• What needs to be done:
Each record below should be reproduced as it is written, with pictures left out entirely.
━━━━━━━━━━━━━━━━━━━━━━━━━━━━━━
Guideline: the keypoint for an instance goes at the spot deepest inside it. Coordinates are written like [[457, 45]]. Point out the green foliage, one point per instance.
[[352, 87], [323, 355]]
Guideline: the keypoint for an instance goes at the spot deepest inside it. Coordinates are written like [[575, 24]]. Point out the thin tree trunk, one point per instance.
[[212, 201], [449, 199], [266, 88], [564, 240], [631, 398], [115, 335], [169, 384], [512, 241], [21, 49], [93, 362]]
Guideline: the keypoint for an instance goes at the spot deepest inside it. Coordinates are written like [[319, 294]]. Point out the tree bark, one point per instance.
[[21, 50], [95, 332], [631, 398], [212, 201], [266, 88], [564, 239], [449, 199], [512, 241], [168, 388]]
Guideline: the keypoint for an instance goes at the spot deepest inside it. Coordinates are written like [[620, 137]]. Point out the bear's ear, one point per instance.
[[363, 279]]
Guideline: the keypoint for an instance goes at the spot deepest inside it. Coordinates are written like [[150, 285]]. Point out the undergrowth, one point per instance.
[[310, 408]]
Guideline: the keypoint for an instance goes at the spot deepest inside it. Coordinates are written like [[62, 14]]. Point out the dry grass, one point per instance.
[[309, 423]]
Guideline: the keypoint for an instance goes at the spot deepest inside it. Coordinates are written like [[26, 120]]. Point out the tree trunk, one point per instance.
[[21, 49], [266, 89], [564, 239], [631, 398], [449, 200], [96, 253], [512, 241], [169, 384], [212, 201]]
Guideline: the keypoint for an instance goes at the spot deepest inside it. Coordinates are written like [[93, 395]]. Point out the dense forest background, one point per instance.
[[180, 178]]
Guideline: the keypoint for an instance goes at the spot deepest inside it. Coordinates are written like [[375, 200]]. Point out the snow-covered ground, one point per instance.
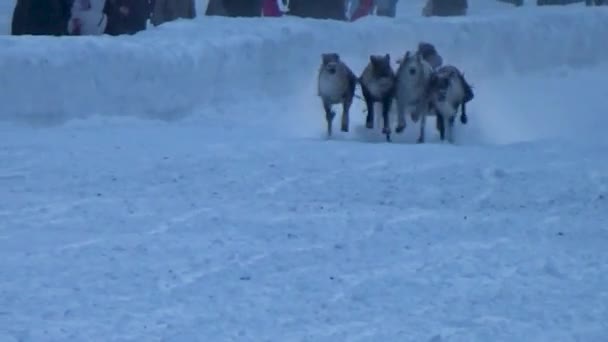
[[177, 186]]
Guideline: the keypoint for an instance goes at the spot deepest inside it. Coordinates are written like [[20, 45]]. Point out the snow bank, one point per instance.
[[209, 63]]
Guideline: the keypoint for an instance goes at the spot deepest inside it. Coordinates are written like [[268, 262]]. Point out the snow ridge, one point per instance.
[[209, 63]]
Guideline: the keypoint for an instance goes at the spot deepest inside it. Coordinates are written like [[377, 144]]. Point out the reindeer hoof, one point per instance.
[[464, 119]]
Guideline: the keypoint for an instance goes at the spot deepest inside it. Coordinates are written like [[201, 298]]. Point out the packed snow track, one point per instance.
[[177, 186]]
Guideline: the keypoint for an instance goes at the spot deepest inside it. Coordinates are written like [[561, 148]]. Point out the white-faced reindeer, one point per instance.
[[448, 91], [378, 85], [336, 85], [412, 91]]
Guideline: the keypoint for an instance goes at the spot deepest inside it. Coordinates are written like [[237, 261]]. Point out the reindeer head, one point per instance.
[[381, 65], [411, 65], [330, 61]]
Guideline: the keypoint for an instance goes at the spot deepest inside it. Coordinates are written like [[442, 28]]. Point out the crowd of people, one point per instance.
[[117, 17]]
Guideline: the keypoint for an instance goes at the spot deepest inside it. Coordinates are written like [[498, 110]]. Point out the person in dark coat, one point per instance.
[[235, 8], [445, 8], [168, 10], [216, 7], [318, 9], [243, 8], [126, 16], [36, 17]]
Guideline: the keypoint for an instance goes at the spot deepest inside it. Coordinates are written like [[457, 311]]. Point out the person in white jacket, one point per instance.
[[87, 18]]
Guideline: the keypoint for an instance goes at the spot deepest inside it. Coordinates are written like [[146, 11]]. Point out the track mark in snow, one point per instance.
[[273, 188], [600, 184], [80, 244], [490, 176], [184, 217]]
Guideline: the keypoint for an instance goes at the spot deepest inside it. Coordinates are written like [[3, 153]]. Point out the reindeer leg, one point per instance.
[[345, 113], [440, 126], [450, 128], [369, 103], [422, 125], [463, 116], [386, 107], [400, 116], [329, 116]]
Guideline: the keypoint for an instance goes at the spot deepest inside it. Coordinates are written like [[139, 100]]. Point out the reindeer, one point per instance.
[[448, 91], [336, 84], [412, 91], [378, 85]]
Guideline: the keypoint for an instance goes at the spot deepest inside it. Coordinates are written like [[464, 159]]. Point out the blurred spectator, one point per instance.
[[169, 10], [87, 18], [270, 8], [386, 8], [361, 8], [126, 16], [445, 8], [216, 7], [243, 8], [319, 9], [38, 17]]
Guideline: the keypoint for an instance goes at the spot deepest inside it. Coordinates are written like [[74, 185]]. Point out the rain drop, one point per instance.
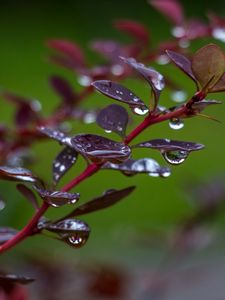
[[140, 111], [178, 96], [176, 124], [175, 157]]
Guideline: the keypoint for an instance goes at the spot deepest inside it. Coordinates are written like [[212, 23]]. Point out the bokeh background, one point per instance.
[[130, 234]]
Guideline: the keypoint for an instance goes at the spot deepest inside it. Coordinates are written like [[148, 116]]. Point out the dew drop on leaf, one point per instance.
[[139, 111], [175, 157], [176, 124]]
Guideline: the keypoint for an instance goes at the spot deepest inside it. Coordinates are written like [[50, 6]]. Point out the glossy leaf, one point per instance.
[[168, 145], [28, 194], [55, 134], [12, 278], [17, 174], [113, 118], [63, 162], [219, 86], [143, 165], [172, 9], [68, 49], [58, 198], [109, 198], [181, 62], [6, 234], [119, 92], [65, 91], [154, 78], [99, 149], [135, 29], [208, 65]]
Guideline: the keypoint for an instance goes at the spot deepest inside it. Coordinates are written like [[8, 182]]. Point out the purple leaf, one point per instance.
[[208, 65], [120, 93], [57, 198], [154, 78], [100, 149], [6, 234], [135, 29], [63, 162], [28, 194], [68, 49], [55, 134], [113, 118], [172, 9], [62, 87], [17, 174], [109, 198], [181, 62], [143, 165], [12, 278]]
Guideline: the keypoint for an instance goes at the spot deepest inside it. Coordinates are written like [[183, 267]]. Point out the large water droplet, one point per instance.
[[140, 111], [175, 157], [76, 241], [219, 34], [178, 96], [176, 124]]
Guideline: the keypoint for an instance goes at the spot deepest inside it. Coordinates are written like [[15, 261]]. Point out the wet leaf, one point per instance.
━━━━━━━━━━━━━━━━━━━━━━━━━━━━━━
• Expected answer:
Guideline: the keypoint for an instance goes at the spot deepest inside it. Coordinates are written like [[457, 45]]. Point out the green foliage, one point per instance.
[[352, 87], [323, 355]]
Guideline: the keypoint for an instance goes at the spot deepest inside it. Coordinates are written like [[575, 24]]. Point out the thin tree trunk, one point per instance.
[[212, 201], [449, 199], [266, 88], [564, 240], [631, 398], [115, 335], [169, 384], [512, 241], [21, 49], [93, 362]]
Guideline: the keypoint for an instance goes at the spot deepest inside it. Coordinates are written like [[319, 294]]. Point out the tree bark, one point per instance.
[[21, 50], [95, 332], [631, 398], [212, 201], [266, 88], [564, 239], [449, 199], [512, 241], [168, 388]]
Guideline: the keypoint for an instance goes at the spot deepest inside it. Coordinates are written like [[620, 137]]. Point out the bear's ear, one point per instance.
[[363, 279]]
Guideline: the keypoint for an instance goes at the spot deepest inside it. Coordinates are written like [[150, 285]]. Point out the undergrowth, one point per instance.
[[310, 408]]
Guideline: the keypoint for an instance goes at the spot deepest inside it. Coordinates are written like [[62, 14]]. Point out the dry grass, one point per instance.
[[309, 423]]
Guideline: the keypoint for an instance goes at the spot deepest inside it. Coordinates are written like [[26, 120]]. Point out the tree trunk, one point per instance.
[[21, 49], [266, 89], [564, 239], [631, 398], [449, 200], [96, 253], [512, 241], [169, 384], [212, 201]]
Guideline: the keypoint for an instance goes at the spot deepest inside it. Coordinates are written like [[93, 395]]. Point out the dense forest background, one point per instance.
[[180, 178]]
Guideline: the keypoint for an instance goes at the spot deepest inside it. Coordinates are written like [[375, 200]]. Point out the snow-covered ground, one point per instance.
[[177, 186]]
Guideline: the keypoint for an instance goes at the spot deepest inside it. Coordinates are written like [[20, 45]]. Point out the snow bank, one point per instance.
[[209, 63]]
Guideline: the keypoint for an instance goes at the spot deepest inside it. Coordinates are written like [[268, 262]]. Point out the snow ridge, one point per instance.
[[209, 63]]
Guideline: the keypoint for an instance goes at the spot deepest inside it. Coordinates are written like [[377, 144]]. Point out the reindeer hoof, one point per instance.
[[464, 119]]
Guideline: the keypoint for an instance goes at the spot deepest inside it. Coordinates are written like [[201, 298]]. Point out the packed snow track, one point per instance.
[[177, 186]]
Guideline: the keypoint for an instance goes at the spot deepest inside it. Coordinates are written like [[561, 148]]. Point out the white-faced reindeer, one point per instance.
[[448, 91], [378, 85], [336, 85], [412, 91]]
Guideline: the keypoint for an instance goes at the spot deepest inside it. Coordinates are written like [[237, 261]]. Point out the reindeer head, one point per instance.
[[381, 65], [411, 65], [330, 61]]
Guideline: the keypoint for an instance goes at the spot deepest inside it. Coordinates are written like [[442, 28]]. Point out the crowd of people, one point per instance.
[[117, 17]]
Guideline: the keypoint for an instance goes at the spot deepest inside it. Coordinates are written like [[498, 110]]. Point out the person in dark coat, one point per instance.
[[235, 8], [445, 8], [168, 10], [216, 7], [318, 9], [243, 8], [126, 16], [36, 17]]
Guideline: the keypoint for an instance goes at the spot deepest inside it. Coordinates are written like [[457, 311]]. Point out the person in white jacket, one point per instance.
[[87, 18]]
Guideline: the keypoint for an instance goes at the spot deepest inside it. Coordinates are written like [[146, 11]]. Point out the track mark in snow, one point per instance.
[[273, 188], [600, 184], [80, 244], [490, 176], [184, 217]]
Guideline: the keypoint for an instance goes at the spot deepest inside it. Coordinates are written like [[3, 153]]. Point out the reindeer leg, one point per instance.
[[345, 113], [440, 126], [450, 128], [369, 103], [422, 125], [463, 116], [386, 107], [400, 116], [329, 116]]
Guideline: the keypoint for an instance goes at the spot deepest inside it. Coordinates are written like [[139, 100]]. Point out the reindeer, one point per instance.
[[448, 91], [336, 84], [412, 91], [378, 85]]
Guideline: the keypoint for an instance goes at the spot deepest inside it. Coordinates are written like [[464, 159]]. Point out the blurred spectator, one point per instance.
[[169, 10], [87, 18], [270, 8], [386, 8], [361, 8], [126, 16], [445, 8], [216, 7], [243, 8], [319, 9], [38, 17]]
Guideline: the keypoint for an instance goes at the spot deepest inside it. Coordinates are written like [[74, 185]]. Point out the rain drop, one point per instance.
[[140, 111], [178, 96], [176, 124], [175, 157]]
Guideline: the keypoint for an instance goes at the spot deepest inside it. Coordinates are written like [[212, 23]]. Point out the bokeh background, one point per instance.
[[130, 234]]
Guideline: the keypoint for an instance goes at the spot deepest inside it. Coordinates are written like [[148, 116]]. Point out the dew drop on leaf, one point per instance.
[[139, 111], [175, 157], [176, 124]]
Guideline: the keypoint for an instance goes at the spot deepest inside it. Coordinates are written like [[50, 6]]. Point out the glossy leaf, one point per instance.
[[168, 145], [28, 194], [55, 134], [12, 278], [17, 174], [113, 118], [63, 162], [219, 86], [143, 165], [172, 9], [68, 49], [58, 198], [109, 198], [181, 62], [6, 234], [119, 92], [65, 91], [154, 78], [99, 149], [135, 29], [208, 65]]
Guideline: the keypoint for an instance goes at the spot deepest inside it. Coordinates are written like [[8, 182]]. Point out the purple leaf, one point per instance.
[[208, 65], [120, 93], [57, 198], [154, 78], [100, 149], [6, 234], [135, 29], [63, 162], [28, 194], [68, 49], [55, 134], [113, 118], [172, 9], [62, 87], [17, 174], [109, 198], [181, 62], [143, 165], [12, 278]]
Guideline: the keypoint for an instance goes at the spot deepest inside it. Coordinates are written like [[183, 267]]. Point out the large water droplet, one point per instance.
[[140, 111], [175, 157], [76, 241], [219, 34], [178, 96], [176, 124]]
Guideline: the keypoint for an instance goes at the spot deepest inside it. Coordinates are written like [[15, 261]]. Point out the wet leaf, one point per instance.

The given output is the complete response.